* **Source passage**:
-------

In the image, the black dots ($X$) and red dots ($Y$) respectively represent two group of simulated data with different distributions. The distributions are denoted by:
$$X \sim M(\mu_{X}, \kappa), Y \sim M(\mu_{Y}, \kappa)$$
Where $M$ denotes 
[von Mises-Fisher distribution](https://en.wikipedia.org/wiki/Von_Mises%E2%80%93Fisher_distribution),
$\mu_{X} = (1, 0, 0), \mu_{Y} = (1, 1, 1)$ are the orientation parameter of von Mises-Fisher
distribution, $\kappa = 3$ denotes aggregation parameter.

We can tell from the image that, red dots and black dots are not identically distributed. However, it is a tough task for the traditional statistical method to distinguish distribution because it is not a conventional data in Hilbert space.

-------

* **Listed records**:
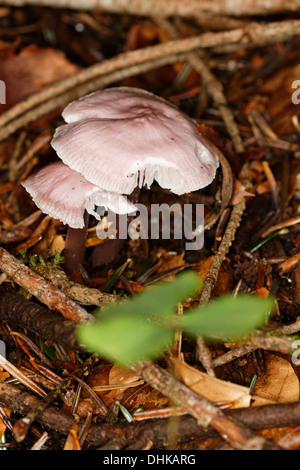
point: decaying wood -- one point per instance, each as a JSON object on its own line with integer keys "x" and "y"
{"x": 261, "y": 417}
{"x": 39, "y": 288}
{"x": 78, "y": 292}
{"x": 190, "y": 9}
{"x": 254, "y": 34}
{"x": 206, "y": 414}
{"x": 19, "y": 311}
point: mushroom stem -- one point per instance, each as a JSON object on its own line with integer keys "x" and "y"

-------

* **What to work on**:
1) According to the passage on the two von Mises-Fisher samples, why is it hard for traditional statistical methods to tell the two distributions apart? Answer in one to three sentences.
2) Pick up the passage on the two von Mises-Fisher samples where it stops, and continue it.

* **Responses per task**:
1) The data are not conventional data in Hilbert space, so traditional statistical methods struggle to distinguish the two distributions.

2)
Fortunately, since the computation for sample version of ball divergence (ball covariance) only involves calculate distance matrix and counting the number of samples located in a ball, we can obtain empirical ball divergence so long as we can define the distance metric between observations. Therefore, ball divergence still work for this example.

We apply ball divergence to this data by carrying out the following step. First, we calculate the geodesic distance matrix of the data, which have been implemented in function \code{nhdist}. Later, we pass the distance matrix to arguments \code{x} and let \code{distance = TRUE}, \code{num.permutations = 99}, and \code{size = c(150, 150)}.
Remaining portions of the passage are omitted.